---------- SOURCE MATERIAL ----------

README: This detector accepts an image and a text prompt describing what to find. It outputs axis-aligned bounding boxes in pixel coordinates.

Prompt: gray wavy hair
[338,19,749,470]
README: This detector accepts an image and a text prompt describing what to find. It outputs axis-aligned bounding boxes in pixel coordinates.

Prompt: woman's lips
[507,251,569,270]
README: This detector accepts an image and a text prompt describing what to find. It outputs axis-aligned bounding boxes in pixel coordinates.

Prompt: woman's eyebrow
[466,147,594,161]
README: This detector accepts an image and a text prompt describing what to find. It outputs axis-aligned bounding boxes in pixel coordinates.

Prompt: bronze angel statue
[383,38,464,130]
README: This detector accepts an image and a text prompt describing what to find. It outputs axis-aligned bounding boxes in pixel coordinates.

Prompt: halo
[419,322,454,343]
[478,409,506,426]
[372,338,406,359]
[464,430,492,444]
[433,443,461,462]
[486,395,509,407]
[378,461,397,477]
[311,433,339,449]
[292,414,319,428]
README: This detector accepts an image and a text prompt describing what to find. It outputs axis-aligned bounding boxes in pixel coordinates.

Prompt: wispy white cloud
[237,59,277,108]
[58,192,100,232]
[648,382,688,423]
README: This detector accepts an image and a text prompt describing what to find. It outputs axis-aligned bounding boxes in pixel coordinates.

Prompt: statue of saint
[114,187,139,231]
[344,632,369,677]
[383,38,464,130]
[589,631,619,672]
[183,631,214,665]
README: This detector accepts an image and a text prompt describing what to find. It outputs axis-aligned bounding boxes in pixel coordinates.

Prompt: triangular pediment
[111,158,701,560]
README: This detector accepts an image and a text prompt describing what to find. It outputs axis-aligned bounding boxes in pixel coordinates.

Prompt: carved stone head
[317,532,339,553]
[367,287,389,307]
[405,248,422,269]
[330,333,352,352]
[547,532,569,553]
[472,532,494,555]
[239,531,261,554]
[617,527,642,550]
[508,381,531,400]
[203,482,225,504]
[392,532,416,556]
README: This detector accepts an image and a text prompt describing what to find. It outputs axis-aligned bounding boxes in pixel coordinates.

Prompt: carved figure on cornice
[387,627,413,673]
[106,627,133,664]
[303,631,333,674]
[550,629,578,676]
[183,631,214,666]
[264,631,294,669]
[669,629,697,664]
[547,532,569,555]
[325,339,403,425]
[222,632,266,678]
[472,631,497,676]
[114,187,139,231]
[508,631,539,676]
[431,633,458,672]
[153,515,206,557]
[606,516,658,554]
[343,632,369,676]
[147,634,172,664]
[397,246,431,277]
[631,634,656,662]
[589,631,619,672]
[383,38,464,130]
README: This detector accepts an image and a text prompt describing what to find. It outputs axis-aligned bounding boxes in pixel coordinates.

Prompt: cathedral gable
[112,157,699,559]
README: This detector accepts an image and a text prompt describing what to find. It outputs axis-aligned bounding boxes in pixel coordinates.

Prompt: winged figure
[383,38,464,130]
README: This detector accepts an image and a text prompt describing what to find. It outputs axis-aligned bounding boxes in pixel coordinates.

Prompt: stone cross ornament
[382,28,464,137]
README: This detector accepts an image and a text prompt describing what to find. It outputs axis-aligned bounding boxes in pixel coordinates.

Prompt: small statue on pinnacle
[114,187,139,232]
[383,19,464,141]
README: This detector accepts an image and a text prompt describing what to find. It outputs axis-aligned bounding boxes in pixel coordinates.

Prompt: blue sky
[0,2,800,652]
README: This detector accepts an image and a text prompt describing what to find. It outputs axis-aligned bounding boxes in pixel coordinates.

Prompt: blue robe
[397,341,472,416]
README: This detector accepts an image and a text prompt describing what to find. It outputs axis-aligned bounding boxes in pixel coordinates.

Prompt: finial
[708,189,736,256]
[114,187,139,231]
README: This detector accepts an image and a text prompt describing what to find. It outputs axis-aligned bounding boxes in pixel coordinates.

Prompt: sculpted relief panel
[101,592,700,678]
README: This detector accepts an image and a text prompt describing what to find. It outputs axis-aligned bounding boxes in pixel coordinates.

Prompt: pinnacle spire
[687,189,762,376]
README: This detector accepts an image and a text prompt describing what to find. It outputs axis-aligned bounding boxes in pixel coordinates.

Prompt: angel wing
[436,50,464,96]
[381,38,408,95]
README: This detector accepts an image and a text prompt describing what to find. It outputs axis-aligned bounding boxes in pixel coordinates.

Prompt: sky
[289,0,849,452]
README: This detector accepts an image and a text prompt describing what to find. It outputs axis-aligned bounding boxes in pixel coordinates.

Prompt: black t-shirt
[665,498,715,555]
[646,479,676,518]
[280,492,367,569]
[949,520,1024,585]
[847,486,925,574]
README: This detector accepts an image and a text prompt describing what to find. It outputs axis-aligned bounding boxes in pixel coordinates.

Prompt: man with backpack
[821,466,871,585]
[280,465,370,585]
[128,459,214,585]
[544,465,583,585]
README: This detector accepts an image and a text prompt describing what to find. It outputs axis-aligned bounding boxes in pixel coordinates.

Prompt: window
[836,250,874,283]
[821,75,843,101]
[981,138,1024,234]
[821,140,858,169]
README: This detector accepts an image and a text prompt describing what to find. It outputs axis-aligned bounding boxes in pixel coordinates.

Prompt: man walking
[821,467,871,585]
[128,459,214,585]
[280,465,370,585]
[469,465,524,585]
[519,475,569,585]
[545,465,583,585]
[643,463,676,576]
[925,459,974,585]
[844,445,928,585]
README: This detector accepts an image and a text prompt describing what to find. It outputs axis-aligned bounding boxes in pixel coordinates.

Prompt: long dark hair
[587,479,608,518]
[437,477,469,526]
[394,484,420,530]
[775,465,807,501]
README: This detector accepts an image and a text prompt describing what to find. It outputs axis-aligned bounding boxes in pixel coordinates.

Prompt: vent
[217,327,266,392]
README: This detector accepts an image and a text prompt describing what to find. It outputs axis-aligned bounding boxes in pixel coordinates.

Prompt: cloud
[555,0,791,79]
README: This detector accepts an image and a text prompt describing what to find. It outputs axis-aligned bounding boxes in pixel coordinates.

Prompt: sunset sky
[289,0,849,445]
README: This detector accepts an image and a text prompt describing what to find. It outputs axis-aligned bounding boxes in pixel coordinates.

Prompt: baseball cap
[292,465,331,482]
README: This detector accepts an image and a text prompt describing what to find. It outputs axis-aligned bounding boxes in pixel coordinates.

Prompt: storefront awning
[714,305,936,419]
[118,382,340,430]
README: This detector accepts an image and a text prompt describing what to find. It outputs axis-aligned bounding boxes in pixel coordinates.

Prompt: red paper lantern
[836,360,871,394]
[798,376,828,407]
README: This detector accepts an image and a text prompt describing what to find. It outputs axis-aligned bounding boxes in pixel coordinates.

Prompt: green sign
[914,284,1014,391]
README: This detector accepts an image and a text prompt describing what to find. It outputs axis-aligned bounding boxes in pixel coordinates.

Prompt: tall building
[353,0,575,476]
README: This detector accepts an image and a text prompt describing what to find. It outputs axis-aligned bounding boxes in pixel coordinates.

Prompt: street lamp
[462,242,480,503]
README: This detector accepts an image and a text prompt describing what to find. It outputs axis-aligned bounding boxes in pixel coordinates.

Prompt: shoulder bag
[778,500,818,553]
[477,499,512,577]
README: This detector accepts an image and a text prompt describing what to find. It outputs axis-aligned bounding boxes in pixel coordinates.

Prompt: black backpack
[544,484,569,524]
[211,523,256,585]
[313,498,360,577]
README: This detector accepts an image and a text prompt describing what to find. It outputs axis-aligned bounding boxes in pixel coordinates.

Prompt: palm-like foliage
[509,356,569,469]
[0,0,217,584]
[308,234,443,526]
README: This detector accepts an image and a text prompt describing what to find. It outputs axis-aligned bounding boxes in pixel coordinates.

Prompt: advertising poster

----------

DESCRIPTION OF THE TASK:
Copy the lines above again, from the first one through the line with "[183,631,214,665]", including that line and no others. Keep everything the same, except multiply each box coordinate in the answers by 1.65 and round it to a whole number, with halves rounded up.

EXPECTED ANSWER:
README: This detector accepts an image and a text prompt describing what to find. It outputs axis-aligned bounding boxes in pixel coordinates.

Prompt: gray wavy hair
[558,31,1236,776]
README: This detector accepts an image and a text prompt describing what to find. It outputs axis-aligned bounding boxes in pixel coordinates.

Prompt: woman's lips
[837,414,939,446]
README: This detector accepts an image and a text prompt describing what to find. It outputs axis-aligned bounding boxes in pixel coordinates.

Prompt: woman's eyebrow
[769,243,980,266]
README: This detector accepts an image and a text prompt describing what to find. It outputs axis-aligned bounding boxes in pixel coordinates.

Prompt: bronze angel statue
[632,63,766,215]
README: This detector accepts an image and a text prompt describing what to find. It outputs axis-aligned bounding boxes in pixel coordinates.

Prompt: halo
[691,531,749,566]
[789,675,835,703]
[614,558,670,592]
[766,710,812,733]
[714,731,761,762]
[802,652,840,672]
[624,761,655,787]
[513,714,559,741]
[482,683,526,706]
README: This detector accepts an image and a text prompt describing what to find. It outputs axis-aligned bounding boxes in pixel coordinates.

Prompt: wispy white cloud
[391,97,457,178]
[96,317,165,383]
[1069,630,1135,698]
README: This detector accepts an image and a text prompt describing what to find. It outputs axis-aligned bounding boxes in pixel coordinates.

Prompt: statue of saint
[188,309,229,381]
[568,1043,609,1117]
[632,63,766,215]
[972,1041,1021,1109]
[302,1041,353,1097]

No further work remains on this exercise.